## Exercise prompt
State how many lines of the material below contain the string "water", matching case exactly. Give only the number.

## Data records
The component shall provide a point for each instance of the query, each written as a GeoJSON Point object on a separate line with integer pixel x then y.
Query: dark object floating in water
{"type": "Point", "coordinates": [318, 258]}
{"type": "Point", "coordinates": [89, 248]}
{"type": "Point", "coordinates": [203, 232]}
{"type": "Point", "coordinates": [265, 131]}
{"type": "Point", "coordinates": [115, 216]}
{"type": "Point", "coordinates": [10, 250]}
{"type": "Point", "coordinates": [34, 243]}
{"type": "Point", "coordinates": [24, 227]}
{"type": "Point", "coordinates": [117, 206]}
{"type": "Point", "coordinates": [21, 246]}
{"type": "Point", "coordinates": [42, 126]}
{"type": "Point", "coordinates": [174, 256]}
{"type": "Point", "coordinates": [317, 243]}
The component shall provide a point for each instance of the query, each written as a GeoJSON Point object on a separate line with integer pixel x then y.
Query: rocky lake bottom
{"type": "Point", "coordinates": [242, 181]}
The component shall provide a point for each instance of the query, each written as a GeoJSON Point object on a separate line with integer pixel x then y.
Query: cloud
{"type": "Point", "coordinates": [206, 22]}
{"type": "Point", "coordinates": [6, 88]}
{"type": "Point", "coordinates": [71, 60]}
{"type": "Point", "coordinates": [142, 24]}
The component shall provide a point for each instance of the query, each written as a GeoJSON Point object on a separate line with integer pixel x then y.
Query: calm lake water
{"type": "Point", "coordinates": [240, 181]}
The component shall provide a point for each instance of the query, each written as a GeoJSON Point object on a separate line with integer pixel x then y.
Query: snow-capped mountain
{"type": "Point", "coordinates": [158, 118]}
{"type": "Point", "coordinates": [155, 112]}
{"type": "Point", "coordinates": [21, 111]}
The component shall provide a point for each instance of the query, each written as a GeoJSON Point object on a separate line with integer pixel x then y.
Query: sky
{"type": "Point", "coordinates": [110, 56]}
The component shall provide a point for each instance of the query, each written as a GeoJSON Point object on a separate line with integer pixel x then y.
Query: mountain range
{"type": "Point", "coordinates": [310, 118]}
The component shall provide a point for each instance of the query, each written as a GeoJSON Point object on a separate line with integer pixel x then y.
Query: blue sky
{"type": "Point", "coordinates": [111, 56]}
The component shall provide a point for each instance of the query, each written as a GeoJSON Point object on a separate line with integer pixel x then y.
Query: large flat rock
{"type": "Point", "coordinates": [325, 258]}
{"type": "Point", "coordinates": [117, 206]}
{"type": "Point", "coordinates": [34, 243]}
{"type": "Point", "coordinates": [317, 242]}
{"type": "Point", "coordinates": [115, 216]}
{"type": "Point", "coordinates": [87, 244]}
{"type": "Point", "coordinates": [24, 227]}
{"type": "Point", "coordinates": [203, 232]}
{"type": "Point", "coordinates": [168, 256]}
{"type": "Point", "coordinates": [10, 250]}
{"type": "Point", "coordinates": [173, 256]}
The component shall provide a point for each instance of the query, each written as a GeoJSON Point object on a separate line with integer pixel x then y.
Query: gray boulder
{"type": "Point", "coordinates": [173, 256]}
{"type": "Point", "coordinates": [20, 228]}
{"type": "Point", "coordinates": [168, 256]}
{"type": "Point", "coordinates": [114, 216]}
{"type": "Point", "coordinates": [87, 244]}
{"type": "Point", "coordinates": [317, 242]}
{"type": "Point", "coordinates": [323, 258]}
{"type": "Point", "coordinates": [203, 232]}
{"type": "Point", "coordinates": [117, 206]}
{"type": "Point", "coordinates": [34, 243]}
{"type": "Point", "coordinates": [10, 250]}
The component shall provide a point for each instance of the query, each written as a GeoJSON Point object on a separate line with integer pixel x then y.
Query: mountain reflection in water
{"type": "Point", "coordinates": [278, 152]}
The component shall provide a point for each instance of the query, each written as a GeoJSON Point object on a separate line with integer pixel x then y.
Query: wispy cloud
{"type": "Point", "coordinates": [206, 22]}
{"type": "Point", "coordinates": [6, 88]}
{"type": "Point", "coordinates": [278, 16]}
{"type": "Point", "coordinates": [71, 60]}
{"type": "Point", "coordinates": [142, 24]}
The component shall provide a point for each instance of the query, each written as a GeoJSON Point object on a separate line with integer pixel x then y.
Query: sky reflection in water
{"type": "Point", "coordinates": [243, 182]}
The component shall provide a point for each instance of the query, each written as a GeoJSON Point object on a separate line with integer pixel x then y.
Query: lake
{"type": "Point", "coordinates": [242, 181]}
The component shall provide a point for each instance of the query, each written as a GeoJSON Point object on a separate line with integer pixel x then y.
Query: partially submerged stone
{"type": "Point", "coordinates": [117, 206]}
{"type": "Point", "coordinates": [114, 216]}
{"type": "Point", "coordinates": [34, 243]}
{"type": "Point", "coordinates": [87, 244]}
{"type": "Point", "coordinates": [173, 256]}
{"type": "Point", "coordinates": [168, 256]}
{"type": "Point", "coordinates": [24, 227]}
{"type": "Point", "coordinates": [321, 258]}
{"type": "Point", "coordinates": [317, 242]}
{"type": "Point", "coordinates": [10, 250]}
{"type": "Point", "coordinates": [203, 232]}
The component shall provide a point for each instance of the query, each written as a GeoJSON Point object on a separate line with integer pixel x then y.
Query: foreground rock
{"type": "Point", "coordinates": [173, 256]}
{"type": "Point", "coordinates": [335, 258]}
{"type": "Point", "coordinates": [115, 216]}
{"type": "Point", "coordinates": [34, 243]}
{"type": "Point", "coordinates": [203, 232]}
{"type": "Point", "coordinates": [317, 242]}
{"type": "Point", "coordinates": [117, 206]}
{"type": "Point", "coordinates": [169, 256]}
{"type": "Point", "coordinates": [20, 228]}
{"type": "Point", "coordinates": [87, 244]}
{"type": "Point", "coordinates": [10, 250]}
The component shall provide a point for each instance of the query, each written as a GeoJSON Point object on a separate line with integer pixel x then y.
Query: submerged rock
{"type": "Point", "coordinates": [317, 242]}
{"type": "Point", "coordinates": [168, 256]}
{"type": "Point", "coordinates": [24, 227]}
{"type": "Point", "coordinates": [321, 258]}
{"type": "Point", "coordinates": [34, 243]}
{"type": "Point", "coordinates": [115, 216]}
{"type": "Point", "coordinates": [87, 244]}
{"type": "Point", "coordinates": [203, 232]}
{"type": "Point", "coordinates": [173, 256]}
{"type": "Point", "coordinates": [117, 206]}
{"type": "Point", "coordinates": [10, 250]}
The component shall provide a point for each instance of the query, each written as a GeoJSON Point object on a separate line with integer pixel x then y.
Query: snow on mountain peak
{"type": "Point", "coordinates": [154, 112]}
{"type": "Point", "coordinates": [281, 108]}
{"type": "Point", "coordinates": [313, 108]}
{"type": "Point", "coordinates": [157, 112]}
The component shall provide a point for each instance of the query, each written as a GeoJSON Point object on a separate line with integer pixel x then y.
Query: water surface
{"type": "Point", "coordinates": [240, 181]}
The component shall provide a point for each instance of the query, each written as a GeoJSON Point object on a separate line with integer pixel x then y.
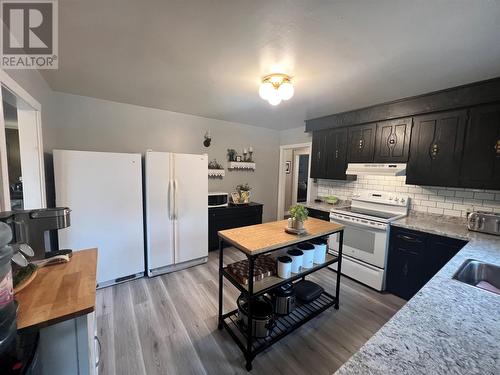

## Correct answer
5